═════ Passage ═════

We have a cluster where nodes are out of resources leading to slowness and over-committing issues. This is forcing us to restart the nodes frequently. We are planning to enforce a node allocatable resource policy to split the available CPU, Memory and Ephemeral Storage between system, kubelet, and application pods.
Came across some guidelines on allocatable resource calculation here.
It does not specify how much is the split between system and kubelet resources. Also, we are on open shift and so not sure how much of this is applicable.
As you mentioned you are using OpenShift
and docs you provided are from GCP. Default requirements, parameters might be differnt due to Cloud Provider specs.
Unfortunately I am not OpenShift
user, but you can find in OS documentation that:
Resources reserved for node components are based on two node settings: kube-reserved
and system-reserved
.

═════ Data lines ═════

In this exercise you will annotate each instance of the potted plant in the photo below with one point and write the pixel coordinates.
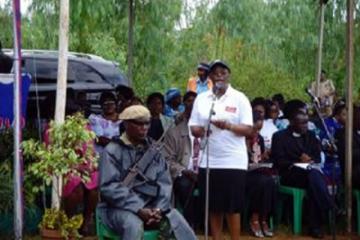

═════

What the exercise asks: Copy out everything in the thread on node resources above, from "We have a cluster" down to "and application pods.".

Output of the exercise:
We have a cluster where nodes are out of resources leading to slowness and over-committing issues. This is forcing us to restart the nodes frequently. We are planning to enforce a node allocatable resource policy to split the available CPU, Memory and Ephemeral Storage between system, kubelet, and application pods.